Study: For $1,000, You Can Track And Follow Someone's Cellphone Anywhere

NEW YORK (CBSNewYork) -- A new study found that for roughly $1,000, someone can turn online advertising into a cyberstalking tool.

University of Washington researchers found an individual user can purchase online advertisements and target specific phones with those ads. In turn, they can potentially track a person's daily movements within 25 feet and monitor which apps are in use, or trigger an alert 10 minutes after visiting a specific location.

That information could be used for something as simple as an advertiser learning where you go for coffee, or in the wrong hands, it could be used by someone to break into someone's house when they are not there.

To become a target, someone needs a mobile advertising ID specific to a phone. They can get it anytime the owner clicks on a mobile ad or logs on to an unsecured Wi-Fi router.

Frequently resetting the mobile advertisting ID on a smartphone, a feature many smartphones now offer, can help disrupt cyberstalkers plans. Depending on the model and operating system, ad tracking limits can be customized under a phone's privacy or location services settings.

The research about the threat will be presented Oct. 30 at the Association for Computing Machinery's Workshop on Privacy in the Electronic Society, according to the university.

"Anyone from a foreign intelligence agent to a jealous spouse can pretty easily sign up with a large internet advertising company and on a fairly modest budget use these ecosystems to track another individual's behavior," said lead author Paul Vines, a recent doctoral graduate in the UW's Paul G. Allen School of Computer Science & Engineering.

A press release on the study says the research team was able to track a person's movements across the city during a morning commute by serving location-based ads to the target's phone.

"To be very honest, I was shocked at how effective this was," said co-author Tadayoshi Kohno, an Allen School professor who has studied security vulnerabilities in products ranging from automobiles to medical devices.
━━━━━━━━
:: EXERCISE INSTRUCTIONS ::
• 1. Decide whether each statement agrees with the article on cellphone tracking. Answer yes or no for each, and quote the words from the article that settle it.
(a) The researchers could follow a person's daily movements to within 25 feet.
(b) Tadayoshi Kohno is the lead author of the study.
(c) Turning online advertising into a tracking tool costs about $10,000.
• 2. According to the article on cellphone tracking, when can someone get the mobile advertising ID for a phone?
Use only the article on cellphone tracking for these.
━━━━━━━━
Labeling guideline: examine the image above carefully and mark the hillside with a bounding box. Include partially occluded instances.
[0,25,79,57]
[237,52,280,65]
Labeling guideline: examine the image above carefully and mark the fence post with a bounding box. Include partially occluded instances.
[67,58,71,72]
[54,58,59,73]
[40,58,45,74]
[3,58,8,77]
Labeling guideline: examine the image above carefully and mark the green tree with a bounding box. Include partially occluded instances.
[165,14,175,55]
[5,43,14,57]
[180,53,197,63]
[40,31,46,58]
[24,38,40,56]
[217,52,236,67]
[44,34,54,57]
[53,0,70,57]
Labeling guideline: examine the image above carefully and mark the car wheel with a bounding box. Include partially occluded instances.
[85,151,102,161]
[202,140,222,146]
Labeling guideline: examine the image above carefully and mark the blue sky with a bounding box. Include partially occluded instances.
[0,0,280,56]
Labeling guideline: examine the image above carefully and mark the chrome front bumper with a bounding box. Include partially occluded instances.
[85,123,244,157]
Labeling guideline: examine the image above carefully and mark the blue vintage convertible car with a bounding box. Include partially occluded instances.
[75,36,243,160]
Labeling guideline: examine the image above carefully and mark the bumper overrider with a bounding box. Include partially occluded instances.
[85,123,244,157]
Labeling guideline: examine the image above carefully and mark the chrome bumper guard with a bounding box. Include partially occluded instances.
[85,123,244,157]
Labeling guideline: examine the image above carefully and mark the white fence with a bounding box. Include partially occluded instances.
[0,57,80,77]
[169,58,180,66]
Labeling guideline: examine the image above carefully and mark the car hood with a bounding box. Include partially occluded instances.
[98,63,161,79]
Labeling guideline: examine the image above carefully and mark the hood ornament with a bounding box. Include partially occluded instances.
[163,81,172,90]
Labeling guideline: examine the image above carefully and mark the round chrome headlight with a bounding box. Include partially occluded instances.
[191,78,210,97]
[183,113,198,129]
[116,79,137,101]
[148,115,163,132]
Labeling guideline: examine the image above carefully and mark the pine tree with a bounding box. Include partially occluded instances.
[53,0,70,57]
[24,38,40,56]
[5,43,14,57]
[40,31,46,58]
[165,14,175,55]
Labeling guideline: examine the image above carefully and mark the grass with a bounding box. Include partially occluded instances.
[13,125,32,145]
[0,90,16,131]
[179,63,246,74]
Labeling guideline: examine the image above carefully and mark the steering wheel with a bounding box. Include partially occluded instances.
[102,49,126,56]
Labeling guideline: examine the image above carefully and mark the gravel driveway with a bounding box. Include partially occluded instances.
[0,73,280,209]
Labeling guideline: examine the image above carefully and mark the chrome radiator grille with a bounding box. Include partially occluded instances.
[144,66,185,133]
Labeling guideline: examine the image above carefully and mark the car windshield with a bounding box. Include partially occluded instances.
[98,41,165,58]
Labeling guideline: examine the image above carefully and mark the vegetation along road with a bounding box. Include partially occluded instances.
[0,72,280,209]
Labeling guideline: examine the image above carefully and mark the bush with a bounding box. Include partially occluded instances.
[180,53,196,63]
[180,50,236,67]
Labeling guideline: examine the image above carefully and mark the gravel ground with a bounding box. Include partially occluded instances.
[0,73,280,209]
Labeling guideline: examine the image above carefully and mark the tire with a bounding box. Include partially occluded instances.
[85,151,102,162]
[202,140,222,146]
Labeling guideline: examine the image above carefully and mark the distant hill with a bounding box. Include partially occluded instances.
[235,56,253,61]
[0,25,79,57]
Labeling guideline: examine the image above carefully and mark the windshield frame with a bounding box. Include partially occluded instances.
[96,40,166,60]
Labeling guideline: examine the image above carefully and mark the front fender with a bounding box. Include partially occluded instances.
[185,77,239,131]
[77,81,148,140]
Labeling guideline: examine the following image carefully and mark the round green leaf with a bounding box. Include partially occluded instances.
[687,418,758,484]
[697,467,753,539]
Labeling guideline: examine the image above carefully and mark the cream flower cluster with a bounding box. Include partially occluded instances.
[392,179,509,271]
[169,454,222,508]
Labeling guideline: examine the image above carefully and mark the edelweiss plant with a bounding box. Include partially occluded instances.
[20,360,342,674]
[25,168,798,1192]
━━━━━━━━
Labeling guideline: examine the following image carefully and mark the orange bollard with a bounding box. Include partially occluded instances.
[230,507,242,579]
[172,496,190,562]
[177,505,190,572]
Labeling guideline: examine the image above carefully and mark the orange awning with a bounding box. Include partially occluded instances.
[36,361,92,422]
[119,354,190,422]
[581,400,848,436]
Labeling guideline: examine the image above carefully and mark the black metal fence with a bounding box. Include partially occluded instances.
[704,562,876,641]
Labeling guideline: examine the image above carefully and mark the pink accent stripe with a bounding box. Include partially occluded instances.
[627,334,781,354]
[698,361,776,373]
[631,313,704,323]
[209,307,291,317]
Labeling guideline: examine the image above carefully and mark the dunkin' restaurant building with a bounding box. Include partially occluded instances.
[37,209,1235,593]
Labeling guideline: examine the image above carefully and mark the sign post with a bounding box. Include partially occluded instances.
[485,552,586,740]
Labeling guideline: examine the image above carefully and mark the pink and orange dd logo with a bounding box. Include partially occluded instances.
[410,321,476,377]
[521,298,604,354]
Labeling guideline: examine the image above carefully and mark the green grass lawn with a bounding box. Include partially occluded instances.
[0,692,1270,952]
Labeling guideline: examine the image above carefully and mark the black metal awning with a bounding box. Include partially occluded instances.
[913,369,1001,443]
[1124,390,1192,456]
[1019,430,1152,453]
━━━━━━━━
:: TASK ANSWERS ::
• 1.
(a) Yes: "track a person's daily movements within 25 feet"
(b) No: "said lead author Paul Vines" and "said co-author Tadayoshi Kohno"
(c) No: "for roughly $1,000, someone can turn online advertising into a cyberstalking tool"

• 2. They can get it anytime the owner clicks on a mobile ad or logs on to an unsecured Wi-Fi router.